**Supplied data**.

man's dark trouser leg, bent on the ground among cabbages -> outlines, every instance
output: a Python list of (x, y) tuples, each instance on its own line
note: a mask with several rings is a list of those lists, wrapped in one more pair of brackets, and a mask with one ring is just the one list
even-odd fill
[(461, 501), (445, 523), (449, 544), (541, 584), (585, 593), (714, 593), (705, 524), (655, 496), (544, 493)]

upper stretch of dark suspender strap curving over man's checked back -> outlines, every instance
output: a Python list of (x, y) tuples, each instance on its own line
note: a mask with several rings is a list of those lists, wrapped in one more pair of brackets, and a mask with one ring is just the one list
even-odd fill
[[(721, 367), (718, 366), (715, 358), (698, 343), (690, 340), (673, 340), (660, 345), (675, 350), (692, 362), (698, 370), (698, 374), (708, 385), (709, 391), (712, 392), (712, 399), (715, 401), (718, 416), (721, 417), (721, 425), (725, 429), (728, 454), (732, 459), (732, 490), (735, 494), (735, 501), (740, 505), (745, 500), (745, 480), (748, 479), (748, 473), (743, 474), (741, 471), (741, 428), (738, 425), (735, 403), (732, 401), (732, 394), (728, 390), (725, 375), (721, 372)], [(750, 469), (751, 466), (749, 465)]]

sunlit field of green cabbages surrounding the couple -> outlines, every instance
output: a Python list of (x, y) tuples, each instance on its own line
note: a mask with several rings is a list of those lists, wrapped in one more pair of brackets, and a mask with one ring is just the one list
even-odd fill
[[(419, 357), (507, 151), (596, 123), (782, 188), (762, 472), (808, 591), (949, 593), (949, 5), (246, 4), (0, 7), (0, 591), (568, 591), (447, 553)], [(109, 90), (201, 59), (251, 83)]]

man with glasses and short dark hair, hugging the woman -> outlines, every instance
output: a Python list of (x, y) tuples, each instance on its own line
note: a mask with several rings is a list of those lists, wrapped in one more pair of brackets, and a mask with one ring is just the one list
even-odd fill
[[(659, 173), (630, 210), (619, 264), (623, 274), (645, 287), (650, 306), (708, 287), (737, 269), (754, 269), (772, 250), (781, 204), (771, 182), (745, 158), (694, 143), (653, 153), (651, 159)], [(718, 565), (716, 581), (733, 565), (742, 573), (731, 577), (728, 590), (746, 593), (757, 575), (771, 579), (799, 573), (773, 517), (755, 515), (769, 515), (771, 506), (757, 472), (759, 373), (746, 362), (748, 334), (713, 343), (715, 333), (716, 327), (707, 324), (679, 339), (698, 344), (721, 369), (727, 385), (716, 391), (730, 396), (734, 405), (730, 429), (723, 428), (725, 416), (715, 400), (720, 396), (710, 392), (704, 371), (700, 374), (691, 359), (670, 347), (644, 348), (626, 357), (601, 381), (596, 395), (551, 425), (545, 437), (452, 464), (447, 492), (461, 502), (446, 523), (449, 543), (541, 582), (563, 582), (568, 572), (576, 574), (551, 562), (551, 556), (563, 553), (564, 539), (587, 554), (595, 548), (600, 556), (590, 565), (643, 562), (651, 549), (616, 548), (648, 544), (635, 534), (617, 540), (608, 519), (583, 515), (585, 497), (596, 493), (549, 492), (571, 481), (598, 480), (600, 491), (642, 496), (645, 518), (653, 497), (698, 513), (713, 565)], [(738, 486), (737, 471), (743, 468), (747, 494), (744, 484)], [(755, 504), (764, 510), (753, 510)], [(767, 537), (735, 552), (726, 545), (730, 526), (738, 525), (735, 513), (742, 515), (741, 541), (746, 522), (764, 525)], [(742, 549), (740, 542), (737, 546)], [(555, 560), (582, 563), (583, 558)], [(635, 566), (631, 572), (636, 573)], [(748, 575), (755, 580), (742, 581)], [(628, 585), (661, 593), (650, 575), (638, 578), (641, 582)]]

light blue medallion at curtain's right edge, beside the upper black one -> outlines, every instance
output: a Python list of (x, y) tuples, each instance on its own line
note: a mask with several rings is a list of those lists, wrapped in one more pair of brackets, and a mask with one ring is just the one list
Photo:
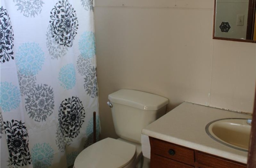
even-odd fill
[(96, 54), (95, 36), (93, 32), (84, 32), (79, 39), (79, 50), (84, 58), (92, 58)]

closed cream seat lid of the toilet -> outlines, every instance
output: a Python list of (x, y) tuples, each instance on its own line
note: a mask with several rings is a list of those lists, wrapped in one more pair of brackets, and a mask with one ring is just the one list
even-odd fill
[(106, 138), (84, 149), (76, 157), (74, 167), (119, 168), (126, 166), (135, 158), (135, 145)]

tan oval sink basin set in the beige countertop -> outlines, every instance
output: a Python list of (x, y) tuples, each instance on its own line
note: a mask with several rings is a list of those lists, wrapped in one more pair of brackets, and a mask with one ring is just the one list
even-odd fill
[(247, 124), (247, 119), (214, 120), (206, 125), (205, 131), (223, 145), (248, 152), (251, 125)]

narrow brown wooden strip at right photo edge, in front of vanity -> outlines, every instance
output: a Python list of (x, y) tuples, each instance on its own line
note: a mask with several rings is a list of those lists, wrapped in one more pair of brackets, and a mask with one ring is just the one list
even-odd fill
[(254, 108), (252, 113), (250, 146), (248, 152), (247, 168), (256, 168), (256, 90), (254, 95)]

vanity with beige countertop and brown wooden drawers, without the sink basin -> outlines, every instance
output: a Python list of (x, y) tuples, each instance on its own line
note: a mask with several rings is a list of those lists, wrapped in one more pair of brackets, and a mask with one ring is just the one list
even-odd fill
[(246, 121), (251, 115), (182, 103), (142, 129), (149, 136), (151, 168), (246, 168), (245, 149), (220, 143), (206, 131), (209, 123), (230, 118)]

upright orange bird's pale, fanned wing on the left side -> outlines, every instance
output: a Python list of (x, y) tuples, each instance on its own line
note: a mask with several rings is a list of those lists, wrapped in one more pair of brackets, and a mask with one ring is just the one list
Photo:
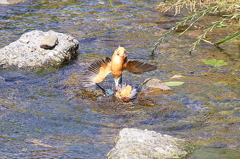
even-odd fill
[(88, 71), (84, 73), (81, 83), (83, 87), (90, 87), (95, 83), (102, 82), (104, 78), (111, 72), (111, 59), (101, 59), (93, 62)]

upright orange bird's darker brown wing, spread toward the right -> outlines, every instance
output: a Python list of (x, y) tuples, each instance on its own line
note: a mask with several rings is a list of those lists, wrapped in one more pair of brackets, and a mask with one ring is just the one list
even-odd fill
[(128, 61), (123, 65), (124, 70), (128, 70), (129, 72), (132, 73), (143, 73), (143, 72), (148, 72), (148, 71), (153, 71), (157, 69), (157, 66), (133, 60), (133, 61)]

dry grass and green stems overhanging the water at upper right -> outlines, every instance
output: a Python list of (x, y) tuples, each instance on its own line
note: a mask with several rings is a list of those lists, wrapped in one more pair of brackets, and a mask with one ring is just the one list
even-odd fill
[[(154, 45), (151, 55), (154, 55), (154, 51), (156, 50), (157, 46), (161, 44), (164, 38), (171, 34), (174, 30), (178, 27), (186, 25), (188, 23), (188, 27), (180, 33), (180, 35), (184, 34), (188, 31), (196, 22), (198, 22), (201, 18), (206, 16), (207, 14), (218, 14), (221, 19), (217, 21), (213, 21), (211, 26), (203, 30), (203, 33), (198, 37), (197, 41), (192, 44), (189, 52), (193, 51), (196, 46), (200, 43), (201, 40), (212, 43), (204, 39), (208, 32), (212, 31), (215, 27), (222, 27), (225, 26), (225, 22), (229, 21), (237, 21), (240, 26), (240, 3), (239, 0), (171, 0), (160, 2), (158, 5), (158, 9), (161, 12), (167, 12), (169, 10), (175, 11), (175, 15), (181, 12), (182, 8), (187, 8), (189, 11), (192, 12), (192, 15), (185, 17), (182, 21), (177, 22), (175, 26), (165, 32)], [(230, 41), (231, 39), (240, 35), (239, 31), (240, 27), (237, 28), (236, 33), (233, 35), (216, 42), (215, 45), (218, 46), (222, 43)]]

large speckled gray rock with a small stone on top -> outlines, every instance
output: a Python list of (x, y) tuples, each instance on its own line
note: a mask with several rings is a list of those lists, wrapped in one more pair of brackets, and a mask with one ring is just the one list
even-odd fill
[(57, 67), (75, 57), (78, 46), (78, 40), (70, 35), (34, 30), (0, 49), (0, 66), (30, 69)]

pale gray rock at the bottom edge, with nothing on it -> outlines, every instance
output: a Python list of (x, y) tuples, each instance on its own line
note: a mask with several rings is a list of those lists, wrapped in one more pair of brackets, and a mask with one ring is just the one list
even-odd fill
[(189, 143), (154, 131), (124, 128), (108, 159), (166, 159), (188, 154)]

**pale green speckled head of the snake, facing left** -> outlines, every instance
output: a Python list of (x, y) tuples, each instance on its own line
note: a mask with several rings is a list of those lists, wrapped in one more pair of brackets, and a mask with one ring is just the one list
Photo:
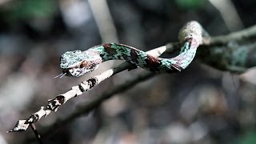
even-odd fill
[(79, 77), (93, 71), (101, 62), (102, 58), (92, 50), (67, 51), (60, 58), (62, 73), (71, 77)]

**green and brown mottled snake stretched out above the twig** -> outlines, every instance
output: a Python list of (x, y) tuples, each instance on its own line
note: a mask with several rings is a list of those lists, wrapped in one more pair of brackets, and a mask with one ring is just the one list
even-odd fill
[(104, 43), (88, 50), (66, 51), (60, 58), (62, 76), (79, 77), (96, 70), (108, 60), (126, 60), (133, 66), (154, 73), (174, 73), (186, 69), (194, 59), (202, 43), (202, 27), (196, 22), (187, 22), (179, 31), (180, 53), (174, 58), (158, 58), (132, 46), (119, 43)]

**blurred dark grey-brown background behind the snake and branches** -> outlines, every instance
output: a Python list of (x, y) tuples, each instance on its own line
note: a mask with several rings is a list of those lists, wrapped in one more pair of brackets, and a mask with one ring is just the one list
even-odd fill
[[(0, 0), (0, 143), (38, 143), (29, 129), (8, 133), (30, 114), (117, 62), (81, 78), (61, 79), (59, 57), (120, 42), (150, 50), (177, 42), (197, 20), (210, 35), (256, 23), (255, 0)], [(167, 55), (168, 56), (168, 55)], [(38, 132), (78, 106), (145, 70), (123, 71), (36, 123)], [(256, 72), (231, 74), (194, 61), (116, 94), (43, 137), (47, 144), (256, 143)], [(31, 139), (32, 138), (32, 139)]]

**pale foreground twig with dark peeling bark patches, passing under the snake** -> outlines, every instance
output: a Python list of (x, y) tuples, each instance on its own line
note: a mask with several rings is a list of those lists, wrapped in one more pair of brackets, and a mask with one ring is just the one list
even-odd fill
[[(150, 50), (148, 53), (152, 54), (155, 57), (158, 57), (165, 51), (174, 51), (179, 49), (179, 43), (174, 42), (173, 44), (169, 43), (166, 46), (158, 47), (154, 50)], [(30, 118), (26, 120), (19, 120), (14, 127), (13, 131), (22, 131), (26, 130), (31, 123), (38, 122), (42, 117), (46, 117), (52, 111), (57, 111), (59, 106), (62, 106), (65, 102), (67, 102), (70, 98), (74, 98), (78, 95), (81, 95), (84, 91), (90, 90), (92, 87), (97, 86), (100, 82), (105, 80), (106, 78), (110, 78), (110, 76), (117, 74), (123, 70), (127, 70), (130, 68), (130, 64), (128, 62), (124, 62), (119, 66), (114, 67), (113, 69), (106, 70), (102, 74), (98, 74), (86, 81), (81, 82), (78, 86), (73, 86), (71, 90), (67, 91), (65, 94), (59, 94), (54, 99), (48, 100), (47, 106), (42, 106), (38, 112), (31, 114)]]

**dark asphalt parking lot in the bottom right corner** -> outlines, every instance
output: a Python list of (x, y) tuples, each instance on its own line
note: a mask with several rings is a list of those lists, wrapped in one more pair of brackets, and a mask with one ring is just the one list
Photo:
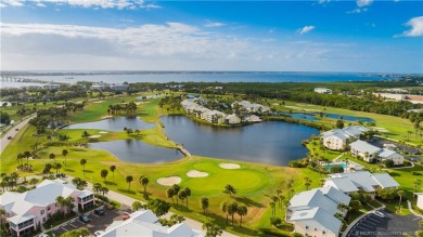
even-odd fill
[(415, 215), (397, 215), (387, 210), (381, 210), (385, 218), (380, 218), (373, 213), (361, 219), (347, 234), (354, 236), (414, 236), (419, 231), (421, 218)]

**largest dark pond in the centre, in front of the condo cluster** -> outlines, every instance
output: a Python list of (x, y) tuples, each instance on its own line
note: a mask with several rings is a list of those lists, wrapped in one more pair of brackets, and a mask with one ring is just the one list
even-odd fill
[(194, 155), (277, 166), (306, 157), (302, 146), (319, 131), (306, 126), (266, 121), (242, 128), (205, 126), (183, 116), (162, 118), (166, 134)]

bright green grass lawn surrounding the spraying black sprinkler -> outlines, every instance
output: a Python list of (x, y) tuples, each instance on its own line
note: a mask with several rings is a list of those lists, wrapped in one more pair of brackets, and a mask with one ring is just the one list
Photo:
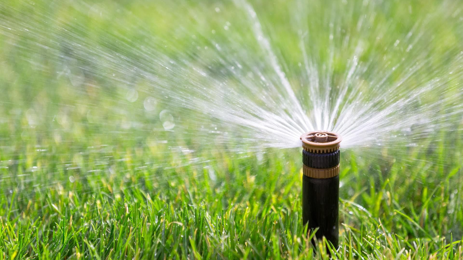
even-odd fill
[[(191, 80), (193, 88), (179, 95), (198, 94), (208, 81), (190, 75), (204, 67), (214, 82), (229, 80), (237, 91), (255, 94), (240, 87), (241, 74), (225, 69), (252, 53), (255, 60), (244, 68), (272, 73), (259, 63), (265, 53), (245, 12), (219, 1), (49, 2), (0, 3), (0, 260), (329, 258), (324, 242), (312, 245), (302, 225), (301, 149), (251, 142), (249, 131), (185, 109), (169, 92)], [(306, 12), (293, 15), (295, 6), (285, 2), (250, 3), (289, 82), (299, 86), (298, 34), (288, 24)], [(462, 5), (388, 1), (370, 10), (362, 7), (367, 2), (344, 8), (344, 1), (320, 1), (307, 12), (341, 6), (347, 14), (335, 15), (336, 22), (348, 32), (357, 28), (356, 17), (375, 12), (371, 25), (386, 40), (366, 47), (360, 60), (384, 57), (374, 61), (386, 64), (430, 53), (416, 79), (435, 74), (461, 88), (463, 74), (446, 69), (461, 68), (450, 59), (463, 50)], [(441, 9), (450, 15), (425, 19)], [(421, 20), (432, 25), (423, 31), (427, 44), (417, 43), (407, 56), (384, 49), (397, 39), (407, 42), (409, 28)], [(309, 28), (329, 35), (324, 23)], [(336, 39), (345, 36), (342, 30)], [(349, 35), (365, 45), (376, 37), (353, 29)], [(323, 41), (309, 50), (318, 62), (329, 59), (330, 50), (315, 48)], [(211, 42), (224, 51), (207, 52)], [(344, 75), (355, 47), (336, 50), (335, 77)], [(405, 68), (415, 61), (406, 60)], [(462, 109), (463, 92), (452, 89), (445, 94), (454, 103), (436, 113)], [(451, 114), (432, 134), (412, 136), (413, 145), (399, 140), (342, 150), (340, 248), (331, 248), (332, 256), (463, 259), (461, 115)], [(226, 131), (237, 134), (227, 139)]]

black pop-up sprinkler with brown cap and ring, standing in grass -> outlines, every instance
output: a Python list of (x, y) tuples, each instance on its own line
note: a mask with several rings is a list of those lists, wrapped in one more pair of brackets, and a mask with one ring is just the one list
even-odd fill
[[(318, 228), (317, 239), (339, 241), (339, 144), (338, 134), (312, 131), (302, 141), (302, 220), (308, 231)], [(314, 242), (314, 241), (313, 241)]]

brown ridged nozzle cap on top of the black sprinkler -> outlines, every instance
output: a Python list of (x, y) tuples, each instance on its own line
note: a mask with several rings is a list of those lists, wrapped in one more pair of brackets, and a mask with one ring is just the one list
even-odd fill
[(339, 149), (343, 138), (333, 132), (312, 131), (300, 136), (302, 148), (310, 153), (331, 153)]

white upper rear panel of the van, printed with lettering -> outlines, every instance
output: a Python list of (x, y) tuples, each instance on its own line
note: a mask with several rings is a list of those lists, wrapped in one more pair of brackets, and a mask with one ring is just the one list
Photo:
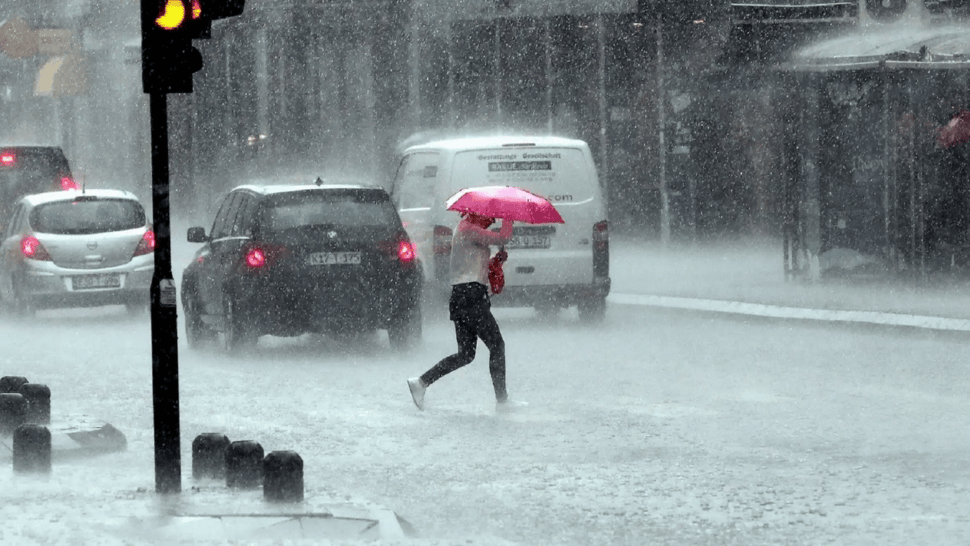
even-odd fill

**What you are asked to do**.
Looking at the data above, count each line that holds the word "cabbages" and report the count alone.

**Result of the exercise**.
2